▸ Problem statement
Copy every one of the records below word for word, changing nothing.

▸ Information supplied
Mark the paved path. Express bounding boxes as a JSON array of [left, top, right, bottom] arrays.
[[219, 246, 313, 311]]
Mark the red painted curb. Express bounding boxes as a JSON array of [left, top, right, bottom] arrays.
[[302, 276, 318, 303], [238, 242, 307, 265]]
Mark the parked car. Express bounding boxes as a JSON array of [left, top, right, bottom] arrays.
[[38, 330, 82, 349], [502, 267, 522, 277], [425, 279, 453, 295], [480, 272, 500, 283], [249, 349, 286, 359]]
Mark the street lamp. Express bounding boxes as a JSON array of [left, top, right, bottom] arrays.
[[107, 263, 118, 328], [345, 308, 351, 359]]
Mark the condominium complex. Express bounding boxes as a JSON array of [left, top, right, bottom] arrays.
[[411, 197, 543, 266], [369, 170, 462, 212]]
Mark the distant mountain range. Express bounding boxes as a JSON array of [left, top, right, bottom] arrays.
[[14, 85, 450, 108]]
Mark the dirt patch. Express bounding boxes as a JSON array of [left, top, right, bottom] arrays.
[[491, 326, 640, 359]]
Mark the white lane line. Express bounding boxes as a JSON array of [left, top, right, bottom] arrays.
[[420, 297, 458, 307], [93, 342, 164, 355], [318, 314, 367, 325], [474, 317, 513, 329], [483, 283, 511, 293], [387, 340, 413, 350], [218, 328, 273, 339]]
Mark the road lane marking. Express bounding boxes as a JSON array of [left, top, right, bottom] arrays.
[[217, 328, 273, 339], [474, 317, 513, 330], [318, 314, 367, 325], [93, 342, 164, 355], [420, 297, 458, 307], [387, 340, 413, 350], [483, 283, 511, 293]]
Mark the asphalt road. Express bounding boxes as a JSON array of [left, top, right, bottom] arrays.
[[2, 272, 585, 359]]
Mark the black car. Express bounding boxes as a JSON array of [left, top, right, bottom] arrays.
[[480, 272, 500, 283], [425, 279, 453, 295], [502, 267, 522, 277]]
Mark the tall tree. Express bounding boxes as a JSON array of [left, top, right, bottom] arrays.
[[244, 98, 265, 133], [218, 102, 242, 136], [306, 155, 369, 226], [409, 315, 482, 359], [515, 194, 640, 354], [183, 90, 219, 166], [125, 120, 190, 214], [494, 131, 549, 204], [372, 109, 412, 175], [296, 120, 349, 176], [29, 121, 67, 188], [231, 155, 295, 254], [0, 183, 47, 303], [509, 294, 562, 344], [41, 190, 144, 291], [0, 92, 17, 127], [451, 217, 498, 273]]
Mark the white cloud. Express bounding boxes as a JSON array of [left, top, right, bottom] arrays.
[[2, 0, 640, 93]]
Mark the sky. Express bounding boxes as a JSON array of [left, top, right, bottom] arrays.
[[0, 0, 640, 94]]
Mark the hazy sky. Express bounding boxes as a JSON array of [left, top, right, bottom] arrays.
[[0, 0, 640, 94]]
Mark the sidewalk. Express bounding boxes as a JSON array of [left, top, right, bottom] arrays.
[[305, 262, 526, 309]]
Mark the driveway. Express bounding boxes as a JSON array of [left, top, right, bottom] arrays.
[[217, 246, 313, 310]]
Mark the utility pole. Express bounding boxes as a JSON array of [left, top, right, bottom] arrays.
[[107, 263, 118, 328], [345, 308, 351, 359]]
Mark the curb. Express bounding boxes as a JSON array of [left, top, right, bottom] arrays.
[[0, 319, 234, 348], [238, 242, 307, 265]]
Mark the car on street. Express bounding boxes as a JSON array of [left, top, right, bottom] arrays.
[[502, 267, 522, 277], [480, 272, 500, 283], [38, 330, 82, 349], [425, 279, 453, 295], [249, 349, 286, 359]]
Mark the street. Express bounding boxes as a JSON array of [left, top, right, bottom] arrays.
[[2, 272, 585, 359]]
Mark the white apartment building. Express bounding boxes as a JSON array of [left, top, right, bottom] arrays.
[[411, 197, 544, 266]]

▸ Exercise response
Mark the paved path. Express bounding boxes as a JSON array of [left, top, right, bottom] arrays.
[[219, 246, 313, 311]]
Mark the red painted curb. Express bounding boxes as a JSON array of [left, top, right, bottom] arrays.
[[302, 276, 318, 303], [238, 242, 307, 265]]
Mark the parked car. Express bounding boxes as a JSON array of [left, top, right, bottom] arrays.
[[38, 330, 82, 349], [502, 267, 522, 277], [425, 279, 453, 295], [480, 272, 500, 283], [249, 349, 286, 359]]
Mark the street lamp. Express bounding boxes as a JSON array of [left, top, right, bottom] arrays.
[[107, 263, 118, 328], [345, 308, 351, 359]]
Mark the condominium complex. Express bounding boxes as a JSON array of [left, top, right, bottom] arrays.
[[411, 197, 543, 266], [369, 170, 462, 212]]
Mark the distant mountain range. Express bounding boxes as a JSON array of [left, top, right, bottom] arrays.
[[14, 85, 450, 108]]
Mark the dirt patch. Express bounding boxes as a JSON array of [left, top, right, bottom] arrays.
[[491, 326, 640, 359]]
Mark the white lane line. Express bounding boxes as a JSON array of [left, top, right, bottom] arrays.
[[420, 297, 458, 307], [93, 342, 164, 355], [318, 314, 367, 325], [474, 317, 513, 329], [483, 283, 511, 293], [387, 340, 413, 350], [218, 328, 273, 339]]
Mark the road lane marking. Express bounding boxes as a JSON array of [left, top, right, bottom] arrays.
[[217, 328, 273, 339], [474, 317, 513, 330], [318, 314, 367, 325], [93, 342, 164, 355], [420, 297, 458, 307], [387, 340, 413, 350], [483, 283, 511, 293]]
Mark the asphalt road. Express bounding boxes as a JSON array of [left, top, right, bottom] arrays.
[[2, 272, 585, 359]]
Mark the black car. Express bounding boxes as a JSON array of [left, top, right, bottom] arrays.
[[480, 272, 500, 283], [425, 279, 453, 295], [502, 267, 522, 277]]
Mark the tall tree. Express bounding boxes as a JSON array of [left, top, right, bottom] arrays.
[[244, 98, 265, 133], [218, 102, 242, 136], [306, 155, 369, 226], [409, 315, 482, 359], [515, 194, 640, 354], [183, 90, 219, 166], [125, 120, 190, 214], [494, 131, 549, 204], [372, 109, 412, 175], [296, 120, 349, 176], [29, 121, 67, 188], [231, 155, 295, 254], [0, 183, 47, 303], [509, 294, 562, 344], [41, 190, 144, 291], [0, 92, 17, 127], [451, 217, 498, 273]]
Mark the white cloud. Express bounding boxes as a JSON array of [left, top, right, bottom] arrays.
[[2, 0, 640, 93]]
Mark the sky. Express bounding boxes as a JSON array of [left, top, right, bottom] arrays.
[[0, 0, 640, 94]]
Mark the hazy sky. Express bounding boxes as a JSON array of [left, top, right, bottom] arrays.
[[0, 0, 640, 94]]
Mark the sidewalk. Express bounding boxes as a JSON array of [left, top, right, bottom] arrays.
[[305, 262, 526, 309]]
Mark the driveway. Express bounding boxes as a JSON array of [left, top, right, bottom] arrays.
[[217, 246, 313, 310]]
Mark the utility pole. Express bounding boxes as a JSON array of [left, top, right, bottom] arrays.
[[107, 263, 118, 328], [345, 308, 351, 359]]
Mark the curb. Express bounding boxes as a JSON array of [left, top, right, bottom] arrays.
[[0, 319, 234, 348], [238, 242, 307, 265]]
Mark the car on street. Express bounding boxes as a JSON array of [left, top, right, bottom] arrays.
[[502, 267, 522, 277], [480, 272, 500, 283], [38, 330, 82, 349], [425, 279, 453, 295], [249, 349, 286, 359]]
Mark the street. Express bounding boxes as a JSON array of [left, top, right, bottom] arrays.
[[2, 272, 585, 359]]
Mark the white apartment building. Express bounding boxes as a JSON array of [left, top, right, bottom] arrays.
[[411, 197, 544, 266]]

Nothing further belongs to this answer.